___ Supplied material
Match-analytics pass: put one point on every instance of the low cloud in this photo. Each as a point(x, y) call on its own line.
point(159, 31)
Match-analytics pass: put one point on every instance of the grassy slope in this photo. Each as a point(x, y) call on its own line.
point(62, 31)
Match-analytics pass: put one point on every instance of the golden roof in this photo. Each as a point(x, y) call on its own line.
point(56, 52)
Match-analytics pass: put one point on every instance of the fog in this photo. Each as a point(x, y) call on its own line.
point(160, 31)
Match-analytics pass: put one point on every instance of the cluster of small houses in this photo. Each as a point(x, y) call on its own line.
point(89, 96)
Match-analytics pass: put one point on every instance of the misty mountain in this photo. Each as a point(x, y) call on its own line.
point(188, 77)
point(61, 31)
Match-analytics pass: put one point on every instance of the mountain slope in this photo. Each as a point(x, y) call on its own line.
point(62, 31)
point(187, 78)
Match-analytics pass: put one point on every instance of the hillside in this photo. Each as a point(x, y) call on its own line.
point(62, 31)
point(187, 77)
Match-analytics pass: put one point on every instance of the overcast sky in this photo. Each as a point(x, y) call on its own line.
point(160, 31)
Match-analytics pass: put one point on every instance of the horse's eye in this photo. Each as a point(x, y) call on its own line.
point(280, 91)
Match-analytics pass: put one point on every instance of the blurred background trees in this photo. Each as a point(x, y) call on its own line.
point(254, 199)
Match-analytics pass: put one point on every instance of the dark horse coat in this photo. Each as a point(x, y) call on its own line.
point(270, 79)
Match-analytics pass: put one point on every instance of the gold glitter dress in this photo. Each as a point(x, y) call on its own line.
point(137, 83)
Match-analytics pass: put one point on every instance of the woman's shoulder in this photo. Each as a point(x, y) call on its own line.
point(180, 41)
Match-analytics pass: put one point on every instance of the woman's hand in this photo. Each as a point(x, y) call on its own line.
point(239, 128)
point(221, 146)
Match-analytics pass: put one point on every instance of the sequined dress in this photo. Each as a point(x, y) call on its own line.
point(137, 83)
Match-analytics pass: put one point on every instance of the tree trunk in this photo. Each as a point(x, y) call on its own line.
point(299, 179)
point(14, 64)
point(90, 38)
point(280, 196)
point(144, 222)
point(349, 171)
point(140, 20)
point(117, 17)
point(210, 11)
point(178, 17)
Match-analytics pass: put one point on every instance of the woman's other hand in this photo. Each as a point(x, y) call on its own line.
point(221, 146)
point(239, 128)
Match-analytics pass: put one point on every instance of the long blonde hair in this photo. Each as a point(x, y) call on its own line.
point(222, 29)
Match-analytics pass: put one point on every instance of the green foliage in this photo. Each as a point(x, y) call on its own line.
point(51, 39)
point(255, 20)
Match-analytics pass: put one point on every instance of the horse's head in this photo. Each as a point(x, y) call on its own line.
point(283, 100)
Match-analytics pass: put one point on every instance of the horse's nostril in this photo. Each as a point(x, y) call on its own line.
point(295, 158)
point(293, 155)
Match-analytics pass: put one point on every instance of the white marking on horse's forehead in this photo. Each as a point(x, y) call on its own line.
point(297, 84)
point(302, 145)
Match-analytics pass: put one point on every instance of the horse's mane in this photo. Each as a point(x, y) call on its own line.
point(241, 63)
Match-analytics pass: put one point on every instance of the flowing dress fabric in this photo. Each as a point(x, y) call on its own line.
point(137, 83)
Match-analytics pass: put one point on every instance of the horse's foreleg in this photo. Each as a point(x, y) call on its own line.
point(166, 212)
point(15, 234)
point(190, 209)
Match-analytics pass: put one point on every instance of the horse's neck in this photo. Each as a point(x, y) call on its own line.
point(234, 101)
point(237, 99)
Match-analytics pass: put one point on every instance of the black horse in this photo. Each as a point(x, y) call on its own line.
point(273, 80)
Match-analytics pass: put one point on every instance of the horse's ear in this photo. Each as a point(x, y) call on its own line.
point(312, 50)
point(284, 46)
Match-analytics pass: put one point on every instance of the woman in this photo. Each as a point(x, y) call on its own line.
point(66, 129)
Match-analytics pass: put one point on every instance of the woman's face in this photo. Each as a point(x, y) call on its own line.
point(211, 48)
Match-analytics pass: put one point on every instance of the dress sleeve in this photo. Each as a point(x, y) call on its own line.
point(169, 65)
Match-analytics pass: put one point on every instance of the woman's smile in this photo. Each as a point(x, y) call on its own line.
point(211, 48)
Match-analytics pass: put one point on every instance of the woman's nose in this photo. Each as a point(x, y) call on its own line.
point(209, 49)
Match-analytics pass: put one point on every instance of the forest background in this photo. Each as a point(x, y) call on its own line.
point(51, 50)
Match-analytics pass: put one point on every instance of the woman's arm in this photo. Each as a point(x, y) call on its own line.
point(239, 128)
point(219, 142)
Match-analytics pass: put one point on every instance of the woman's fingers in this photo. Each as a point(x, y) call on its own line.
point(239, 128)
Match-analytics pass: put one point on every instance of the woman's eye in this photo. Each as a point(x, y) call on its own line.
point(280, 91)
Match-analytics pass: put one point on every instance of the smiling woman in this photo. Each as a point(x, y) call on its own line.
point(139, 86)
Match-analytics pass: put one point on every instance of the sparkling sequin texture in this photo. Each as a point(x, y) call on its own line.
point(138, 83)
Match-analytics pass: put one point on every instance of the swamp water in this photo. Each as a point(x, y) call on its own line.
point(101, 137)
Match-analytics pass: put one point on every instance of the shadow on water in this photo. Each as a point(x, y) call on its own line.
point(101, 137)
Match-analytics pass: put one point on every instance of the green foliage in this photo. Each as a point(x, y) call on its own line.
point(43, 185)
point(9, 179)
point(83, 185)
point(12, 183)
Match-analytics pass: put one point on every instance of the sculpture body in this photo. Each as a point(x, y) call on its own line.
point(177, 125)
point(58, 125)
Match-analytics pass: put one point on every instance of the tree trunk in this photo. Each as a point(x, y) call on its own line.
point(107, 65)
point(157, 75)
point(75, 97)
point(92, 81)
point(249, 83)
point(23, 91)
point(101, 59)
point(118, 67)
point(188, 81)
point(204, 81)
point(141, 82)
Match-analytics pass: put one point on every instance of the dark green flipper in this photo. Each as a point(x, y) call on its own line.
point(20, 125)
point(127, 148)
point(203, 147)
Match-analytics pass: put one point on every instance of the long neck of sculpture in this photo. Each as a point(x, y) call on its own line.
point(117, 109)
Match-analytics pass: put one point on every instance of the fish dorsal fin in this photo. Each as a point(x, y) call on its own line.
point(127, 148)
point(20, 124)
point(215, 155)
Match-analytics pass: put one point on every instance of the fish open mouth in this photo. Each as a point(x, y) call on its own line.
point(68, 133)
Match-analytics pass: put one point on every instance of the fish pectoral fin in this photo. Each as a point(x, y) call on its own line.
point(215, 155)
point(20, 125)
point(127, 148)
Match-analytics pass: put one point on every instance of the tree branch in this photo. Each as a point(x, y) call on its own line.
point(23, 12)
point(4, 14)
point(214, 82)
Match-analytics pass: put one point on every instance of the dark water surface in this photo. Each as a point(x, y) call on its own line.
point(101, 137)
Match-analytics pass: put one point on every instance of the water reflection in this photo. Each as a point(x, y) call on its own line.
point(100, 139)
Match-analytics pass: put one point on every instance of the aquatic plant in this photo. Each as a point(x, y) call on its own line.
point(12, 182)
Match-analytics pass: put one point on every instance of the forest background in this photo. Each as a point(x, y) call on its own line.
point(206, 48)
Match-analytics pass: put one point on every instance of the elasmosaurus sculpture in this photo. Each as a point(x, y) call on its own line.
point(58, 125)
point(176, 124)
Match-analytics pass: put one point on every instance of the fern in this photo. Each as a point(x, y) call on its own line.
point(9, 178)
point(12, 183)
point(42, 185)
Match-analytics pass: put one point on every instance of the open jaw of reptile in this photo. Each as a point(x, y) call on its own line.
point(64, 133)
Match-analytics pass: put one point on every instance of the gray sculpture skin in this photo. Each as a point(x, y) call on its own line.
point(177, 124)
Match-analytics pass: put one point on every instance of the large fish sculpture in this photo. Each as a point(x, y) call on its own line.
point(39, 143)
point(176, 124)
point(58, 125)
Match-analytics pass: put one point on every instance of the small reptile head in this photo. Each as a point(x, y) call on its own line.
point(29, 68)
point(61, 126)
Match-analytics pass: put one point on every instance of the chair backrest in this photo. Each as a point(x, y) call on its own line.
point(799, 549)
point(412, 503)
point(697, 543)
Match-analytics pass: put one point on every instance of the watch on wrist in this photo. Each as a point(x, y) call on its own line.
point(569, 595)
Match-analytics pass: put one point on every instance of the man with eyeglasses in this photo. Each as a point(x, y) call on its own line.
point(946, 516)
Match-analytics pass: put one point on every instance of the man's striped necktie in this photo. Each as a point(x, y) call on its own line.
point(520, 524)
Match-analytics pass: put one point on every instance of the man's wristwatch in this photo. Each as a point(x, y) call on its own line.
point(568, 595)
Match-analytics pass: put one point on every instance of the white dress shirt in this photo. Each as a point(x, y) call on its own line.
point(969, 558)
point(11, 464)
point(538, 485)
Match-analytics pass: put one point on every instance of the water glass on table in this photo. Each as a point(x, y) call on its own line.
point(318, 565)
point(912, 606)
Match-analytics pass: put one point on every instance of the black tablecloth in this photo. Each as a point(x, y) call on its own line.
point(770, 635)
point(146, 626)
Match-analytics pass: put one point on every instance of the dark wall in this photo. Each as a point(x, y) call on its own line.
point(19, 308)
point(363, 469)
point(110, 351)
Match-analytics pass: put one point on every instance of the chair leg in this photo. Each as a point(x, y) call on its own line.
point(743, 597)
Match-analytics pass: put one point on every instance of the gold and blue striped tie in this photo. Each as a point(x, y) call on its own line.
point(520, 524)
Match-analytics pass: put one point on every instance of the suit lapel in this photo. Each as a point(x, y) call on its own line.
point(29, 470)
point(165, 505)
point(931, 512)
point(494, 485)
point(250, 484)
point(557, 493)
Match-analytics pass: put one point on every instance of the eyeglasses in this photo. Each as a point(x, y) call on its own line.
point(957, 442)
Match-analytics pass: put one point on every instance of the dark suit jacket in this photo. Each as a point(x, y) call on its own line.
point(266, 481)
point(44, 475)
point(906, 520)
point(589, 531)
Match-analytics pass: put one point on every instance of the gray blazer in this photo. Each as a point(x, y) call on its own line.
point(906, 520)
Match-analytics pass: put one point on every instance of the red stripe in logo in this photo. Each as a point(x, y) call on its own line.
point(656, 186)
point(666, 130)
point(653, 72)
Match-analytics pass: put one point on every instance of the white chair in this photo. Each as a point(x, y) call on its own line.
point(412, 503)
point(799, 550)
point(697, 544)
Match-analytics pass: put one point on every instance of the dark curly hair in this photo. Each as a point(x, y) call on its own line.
______
Only the line containing "the dark suit" and the lines after it, up to and including the last line of the data, should appear in the answer, exactly as written.

Match-analytics pass: put one point on every instance of the dark suit jacket in this photo. Each as a point(x, y) call on its own line.
point(266, 481)
point(44, 475)
point(906, 520)
point(589, 531)
Match-analytics pass: put one point on every instance of the gray blazer in this photo. Each as a point(x, y) call on its own line.
point(906, 520)
Match-analytics pass: put one point on every instance of the red stripe in logo in this photo. Each as a point(x, y) call on its own line.
point(656, 186)
point(666, 130)
point(653, 72)
Match-analytics pass: put one point on every instance of the white chair in this photo. Each as a point(x, y) call on its own line.
point(412, 503)
point(799, 550)
point(697, 544)
Match-analytics pass: put one point on every instance of the dark curly hair in this photo. Each as a point(x, y) call on its own line.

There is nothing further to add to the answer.